Coordinate annotation rows:

☆ ☆ ☆ ☆

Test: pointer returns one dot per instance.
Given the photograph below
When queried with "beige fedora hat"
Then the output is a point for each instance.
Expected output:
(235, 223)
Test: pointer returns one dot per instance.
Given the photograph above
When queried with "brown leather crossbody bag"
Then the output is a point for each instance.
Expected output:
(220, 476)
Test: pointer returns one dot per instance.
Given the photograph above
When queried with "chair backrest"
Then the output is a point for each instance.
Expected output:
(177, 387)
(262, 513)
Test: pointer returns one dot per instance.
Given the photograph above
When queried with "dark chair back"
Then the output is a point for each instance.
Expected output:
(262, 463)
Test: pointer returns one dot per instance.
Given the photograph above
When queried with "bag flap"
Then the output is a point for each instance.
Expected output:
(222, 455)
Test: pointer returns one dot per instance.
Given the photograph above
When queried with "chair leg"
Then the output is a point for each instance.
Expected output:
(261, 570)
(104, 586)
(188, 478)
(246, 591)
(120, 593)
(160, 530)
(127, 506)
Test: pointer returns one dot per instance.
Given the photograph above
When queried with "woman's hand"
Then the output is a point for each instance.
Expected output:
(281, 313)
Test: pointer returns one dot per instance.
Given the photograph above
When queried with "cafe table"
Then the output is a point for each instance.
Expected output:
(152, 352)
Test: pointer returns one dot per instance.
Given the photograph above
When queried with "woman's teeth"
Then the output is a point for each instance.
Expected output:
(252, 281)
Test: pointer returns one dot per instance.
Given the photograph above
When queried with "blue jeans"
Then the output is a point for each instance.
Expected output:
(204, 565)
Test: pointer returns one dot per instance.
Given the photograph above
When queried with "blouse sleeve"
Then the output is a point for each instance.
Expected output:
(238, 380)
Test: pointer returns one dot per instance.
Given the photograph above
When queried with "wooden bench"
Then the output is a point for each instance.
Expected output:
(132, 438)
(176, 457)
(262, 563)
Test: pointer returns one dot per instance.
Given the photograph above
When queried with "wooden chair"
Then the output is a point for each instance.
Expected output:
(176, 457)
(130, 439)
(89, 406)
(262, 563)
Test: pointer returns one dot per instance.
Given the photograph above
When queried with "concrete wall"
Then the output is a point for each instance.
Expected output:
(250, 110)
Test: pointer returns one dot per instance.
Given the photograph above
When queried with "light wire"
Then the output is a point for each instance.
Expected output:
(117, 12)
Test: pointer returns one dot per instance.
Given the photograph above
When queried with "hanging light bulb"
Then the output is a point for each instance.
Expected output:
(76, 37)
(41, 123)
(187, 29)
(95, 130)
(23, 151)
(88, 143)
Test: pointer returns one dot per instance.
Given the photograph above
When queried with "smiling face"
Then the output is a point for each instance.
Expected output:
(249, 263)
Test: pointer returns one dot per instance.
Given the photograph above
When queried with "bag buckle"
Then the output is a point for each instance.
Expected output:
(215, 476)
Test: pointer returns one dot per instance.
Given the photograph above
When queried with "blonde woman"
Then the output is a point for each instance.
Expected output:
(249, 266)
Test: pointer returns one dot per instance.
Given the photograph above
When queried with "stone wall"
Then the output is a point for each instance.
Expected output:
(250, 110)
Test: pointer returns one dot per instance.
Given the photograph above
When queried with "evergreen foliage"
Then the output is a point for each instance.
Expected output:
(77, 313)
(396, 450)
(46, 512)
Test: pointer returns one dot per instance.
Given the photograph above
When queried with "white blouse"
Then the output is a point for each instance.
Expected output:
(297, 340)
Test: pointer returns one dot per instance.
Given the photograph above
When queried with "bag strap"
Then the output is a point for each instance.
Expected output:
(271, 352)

☆ ☆ ☆ ☆

## TASK GOAL
Find every line in the rows above that contains the word "wooden" and copy each one in full. Case counts.

## RESULT OF THE EXERCISE
When queried with "wooden bench"
When queried with "wooden chair"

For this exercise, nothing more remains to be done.